What is required
Format all of the records below as a numbered list with one line per item, omitting any blank lines.

Entries from a pointing dataset:
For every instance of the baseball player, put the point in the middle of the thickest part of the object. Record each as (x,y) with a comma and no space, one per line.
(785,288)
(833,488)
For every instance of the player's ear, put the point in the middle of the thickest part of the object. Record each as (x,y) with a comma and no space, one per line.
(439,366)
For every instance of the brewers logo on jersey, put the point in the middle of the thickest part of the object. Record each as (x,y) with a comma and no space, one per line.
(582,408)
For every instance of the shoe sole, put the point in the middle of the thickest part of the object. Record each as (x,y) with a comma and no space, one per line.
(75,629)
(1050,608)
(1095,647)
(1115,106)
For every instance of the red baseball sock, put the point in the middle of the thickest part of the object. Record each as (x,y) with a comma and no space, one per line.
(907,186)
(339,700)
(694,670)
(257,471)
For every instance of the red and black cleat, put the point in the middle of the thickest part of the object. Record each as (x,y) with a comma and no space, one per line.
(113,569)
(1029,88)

Solution to this exercise
1. For every instance of the baseball player, put the point in the middle of the thickest part of the object. Record each as (x,y) with a comma and no space, one per line.
2. (785,288)
3. (833,488)
4. For every instance of the player's ear, put the point in the middle of the thickest part of the object. Record each as (x,y) with a comma and no space, one per line.
5. (439,366)
6. For every instance of the brewers logo on jersey, put the point in the middle of the thickest part of the object. Record each as (x,y) with a comma and no space, one per line.
7. (582,408)
8. For every instance of the shoe sole, put the point in the middle of the thickest part of the object. Record each as (x,y) with a comma and no space, one per line.
9. (75,629)
10. (1050,608)
11. (1095,647)
12. (1115,106)
13. For every instance of the red baseball sock, put the point in the middle of the thickest part of the object. Record each as (x,y) with a comma and no space, one per line.
14. (907,186)
15. (339,700)
16. (694,670)
17. (257,471)
18. For every instance of the red and black cleat, put the point in the middle of the thickest part of the object. Record each as (x,y) with a comma and no space, one per line.
19. (113,569)
20. (1029,88)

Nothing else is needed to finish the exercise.